GIVEN REQUEST: Print the complete set of entries exactly.

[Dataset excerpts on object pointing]
━━━
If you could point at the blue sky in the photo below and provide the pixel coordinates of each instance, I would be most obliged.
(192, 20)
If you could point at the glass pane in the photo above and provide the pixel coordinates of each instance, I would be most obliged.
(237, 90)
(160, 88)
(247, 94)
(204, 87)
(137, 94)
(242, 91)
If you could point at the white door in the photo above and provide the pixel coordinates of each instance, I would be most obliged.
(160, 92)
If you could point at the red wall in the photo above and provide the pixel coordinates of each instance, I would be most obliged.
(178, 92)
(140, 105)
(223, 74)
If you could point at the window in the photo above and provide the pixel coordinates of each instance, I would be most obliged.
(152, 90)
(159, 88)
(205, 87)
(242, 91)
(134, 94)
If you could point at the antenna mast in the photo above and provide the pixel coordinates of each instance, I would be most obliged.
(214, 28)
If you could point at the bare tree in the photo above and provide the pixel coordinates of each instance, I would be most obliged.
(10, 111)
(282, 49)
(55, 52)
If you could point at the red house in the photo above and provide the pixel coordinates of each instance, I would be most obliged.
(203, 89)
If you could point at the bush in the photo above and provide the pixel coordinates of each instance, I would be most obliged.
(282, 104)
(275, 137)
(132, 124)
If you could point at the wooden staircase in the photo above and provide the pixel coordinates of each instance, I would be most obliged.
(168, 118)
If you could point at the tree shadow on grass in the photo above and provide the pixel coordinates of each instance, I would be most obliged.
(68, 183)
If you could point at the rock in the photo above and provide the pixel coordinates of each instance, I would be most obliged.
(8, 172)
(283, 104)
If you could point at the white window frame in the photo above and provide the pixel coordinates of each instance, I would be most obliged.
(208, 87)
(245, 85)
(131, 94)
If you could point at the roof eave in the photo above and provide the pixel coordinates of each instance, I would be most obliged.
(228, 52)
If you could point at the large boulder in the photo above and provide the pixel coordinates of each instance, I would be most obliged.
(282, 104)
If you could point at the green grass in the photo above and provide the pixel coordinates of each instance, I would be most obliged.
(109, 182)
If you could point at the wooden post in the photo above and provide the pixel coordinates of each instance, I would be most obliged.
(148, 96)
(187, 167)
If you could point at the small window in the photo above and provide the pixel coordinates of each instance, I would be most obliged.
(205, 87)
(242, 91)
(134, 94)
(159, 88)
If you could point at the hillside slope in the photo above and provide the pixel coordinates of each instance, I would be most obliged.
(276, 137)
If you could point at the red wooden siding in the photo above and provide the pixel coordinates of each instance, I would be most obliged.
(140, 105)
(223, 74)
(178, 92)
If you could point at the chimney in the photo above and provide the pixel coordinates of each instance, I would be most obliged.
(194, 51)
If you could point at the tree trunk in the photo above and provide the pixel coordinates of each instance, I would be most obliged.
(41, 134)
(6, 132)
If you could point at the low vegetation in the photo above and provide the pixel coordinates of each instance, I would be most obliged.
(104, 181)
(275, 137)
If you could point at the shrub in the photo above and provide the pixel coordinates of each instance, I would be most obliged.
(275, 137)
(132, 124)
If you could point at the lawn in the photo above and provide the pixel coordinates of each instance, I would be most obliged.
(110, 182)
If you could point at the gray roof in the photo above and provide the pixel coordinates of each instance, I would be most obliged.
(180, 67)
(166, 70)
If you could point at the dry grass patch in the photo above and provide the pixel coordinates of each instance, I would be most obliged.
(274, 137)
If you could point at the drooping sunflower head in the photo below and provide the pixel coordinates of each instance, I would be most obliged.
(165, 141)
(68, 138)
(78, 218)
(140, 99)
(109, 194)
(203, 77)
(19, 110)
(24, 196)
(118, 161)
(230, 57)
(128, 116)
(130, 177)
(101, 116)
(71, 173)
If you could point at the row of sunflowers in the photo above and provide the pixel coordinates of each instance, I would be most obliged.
━━━
EXERCISE RESULT:
If you could point at the blue sky in the photo below and provide the pixel coordinates of each instance, I would be most obliged.
(192, 20)
If you could point at the glass pane in the photo above and provide the pixel coordinates of each instance, I would be most obliged.
(237, 90)
(160, 88)
(247, 94)
(204, 87)
(137, 94)
(242, 91)
If you could point at the white door in the photo above and provide the pixel coordinates of each instance, I would be most obliged.
(160, 92)
If you could point at the red wall in the photo above and provide the pixel coordinates of each instance, I would be most obliged.
(178, 92)
(140, 105)
(223, 74)
If you could point at the window in the photo above and provide the pixel coordinates of each instance, I would be most obliged.
(152, 90)
(159, 88)
(205, 87)
(242, 91)
(134, 94)
If you could point at the antenna mast in the photo above and provide the pixel coordinates of each instance, I would be most obliged.
(214, 28)
If you could point at the bare tree in the photo above and provide the pixel coordinates of each instance, I would be most obliged.
(10, 111)
(282, 49)
(55, 52)
If you could point at the red house in the photo above and provide the pixel coordinates of each instance, I would be most obliged.
(203, 89)
If you could point at the bush in the photo above and provide the pixel coordinates of each instance, I would be most obliged.
(282, 104)
(275, 137)
(132, 124)
If you could point at the wooden staircase in the photo above and provide the pixel coordinates of each instance, I would be most obliged.
(168, 118)
If you could point at the tree shadow on grass in the photo above and provide the pixel coordinates of each instance, I would be most obliged.
(68, 183)
If you could point at the rock in the photo above and provide the pixel coordinates of each instance, I would be most obliged.
(8, 172)
(283, 104)
If you could point at the white window frame in the photo above and provide the pixel coordinates of each instance, I would be most obliged.
(208, 87)
(245, 85)
(131, 94)
If you could point at the roof eave in the photo above and provide the pixel coordinates of each instance, I would be most obliged.
(228, 52)
If you could point at the large boulder in the photo above and provide the pixel coordinates of each instance, I would be most obliged.
(282, 104)
If you could point at the green grass in the photo above and provide the pixel coordinates of each instance, I would be most obliged.
(109, 182)
If you could point at the wooden post in the photo above and provide the pixel coordinates of each instance, I would be most obliged.
(148, 96)
(187, 167)
If you could point at the small window in the photo above and provide the pixel coordinates of each instance, I would be most obliged.
(205, 87)
(242, 91)
(134, 94)
(159, 88)
If you could point at the hillside slope in the photo above and provide the pixel coordinates of each instance, I would be most obliged.
(276, 137)
If you could point at the red wooden siding in the photo above and provide the pixel coordinates of each instance, I would be most obliged.
(140, 105)
(223, 74)
(178, 92)
If you could point at the chimney in the photo above and provide the pixel coordinates of each instance, I would be most obliged.
(194, 51)
If you could point at the tree trunk in the photo above and provide the pixel coordinates of each instance, I would be most obliged.
(41, 134)
(6, 132)
If you could point at the low vegetation in the photo above and provide the pixel coordinates of each instance, I would be most obliged.
(104, 181)
(275, 137)
If you could point at the shrub in the photo above and provide the pixel coordinates of each instance, I would be most obliged.
(275, 137)
(132, 124)
If you could point at the lawn in the photo above and provide the pixel coordinates of each instance, I would be most obliged.
(110, 182)
If you could point at the gray roof in the photo above and provide the pixel coordinates of each instance, I would be most obliged.
(180, 67)
(166, 70)
If you could point at the dry grass patch in the photo above and provide the pixel coordinates of each instance, I would be most obliged.
(274, 137)
If you could point at the drooping sunflower head in the photo below and provide the pixel coordinates of each instance, I would be most obliged.
(165, 141)
(68, 138)
(78, 218)
(140, 99)
(109, 194)
(203, 77)
(19, 110)
(24, 196)
(118, 161)
(230, 57)
(128, 116)
(130, 177)
(101, 116)
(71, 173)
If you could point at the row of sunflowers in the photo above and provide the pixel coordinates of each instance, I would be most obliged.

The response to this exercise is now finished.